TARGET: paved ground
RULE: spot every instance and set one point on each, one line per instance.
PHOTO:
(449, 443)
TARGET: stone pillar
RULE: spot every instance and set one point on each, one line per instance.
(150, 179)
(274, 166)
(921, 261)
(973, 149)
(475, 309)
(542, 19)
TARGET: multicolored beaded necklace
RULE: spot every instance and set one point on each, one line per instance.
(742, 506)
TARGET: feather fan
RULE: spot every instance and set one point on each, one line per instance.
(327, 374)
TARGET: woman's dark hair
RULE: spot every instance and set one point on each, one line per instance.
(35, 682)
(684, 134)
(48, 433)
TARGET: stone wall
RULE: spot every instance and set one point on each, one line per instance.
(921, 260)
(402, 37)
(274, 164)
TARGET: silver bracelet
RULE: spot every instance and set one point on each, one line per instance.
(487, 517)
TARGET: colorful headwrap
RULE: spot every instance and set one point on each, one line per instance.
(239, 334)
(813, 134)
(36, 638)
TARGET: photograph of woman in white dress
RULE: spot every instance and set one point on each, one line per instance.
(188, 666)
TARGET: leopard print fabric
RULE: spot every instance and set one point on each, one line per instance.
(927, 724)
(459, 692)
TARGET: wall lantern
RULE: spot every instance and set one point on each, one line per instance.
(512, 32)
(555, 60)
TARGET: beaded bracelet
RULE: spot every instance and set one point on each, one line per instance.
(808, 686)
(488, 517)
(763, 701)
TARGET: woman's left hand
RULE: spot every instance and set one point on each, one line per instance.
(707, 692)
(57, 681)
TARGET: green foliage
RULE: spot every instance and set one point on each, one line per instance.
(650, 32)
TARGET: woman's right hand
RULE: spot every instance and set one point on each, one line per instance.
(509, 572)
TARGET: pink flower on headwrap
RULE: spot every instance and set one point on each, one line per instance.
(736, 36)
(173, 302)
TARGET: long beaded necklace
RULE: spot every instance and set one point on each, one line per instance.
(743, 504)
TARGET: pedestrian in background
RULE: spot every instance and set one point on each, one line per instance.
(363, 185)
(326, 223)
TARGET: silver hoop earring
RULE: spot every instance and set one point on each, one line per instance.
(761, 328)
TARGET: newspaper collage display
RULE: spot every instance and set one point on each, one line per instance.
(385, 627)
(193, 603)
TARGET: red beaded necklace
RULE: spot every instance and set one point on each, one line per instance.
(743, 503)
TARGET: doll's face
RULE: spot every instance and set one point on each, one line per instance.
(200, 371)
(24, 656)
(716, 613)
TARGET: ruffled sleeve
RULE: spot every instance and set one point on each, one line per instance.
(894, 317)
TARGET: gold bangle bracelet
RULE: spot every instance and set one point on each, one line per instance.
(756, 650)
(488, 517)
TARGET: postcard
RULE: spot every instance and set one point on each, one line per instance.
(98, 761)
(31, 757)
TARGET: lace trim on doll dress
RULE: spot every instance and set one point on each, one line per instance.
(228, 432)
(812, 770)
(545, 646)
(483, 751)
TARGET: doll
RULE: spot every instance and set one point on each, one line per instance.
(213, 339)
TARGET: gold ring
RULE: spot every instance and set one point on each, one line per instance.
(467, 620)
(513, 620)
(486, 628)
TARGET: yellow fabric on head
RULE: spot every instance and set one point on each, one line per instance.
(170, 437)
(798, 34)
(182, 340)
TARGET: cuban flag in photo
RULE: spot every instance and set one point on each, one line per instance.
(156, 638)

_EXERCISE DIRECTIONS_
Read the data above. Pull out each line in which the string "woman" appears.

_RESPONSE BELOW_
TARGET: woman's dark hair
TARGET: photograph of woman in white dress
TARGET: woman's left hand
TARGET: woman's right hand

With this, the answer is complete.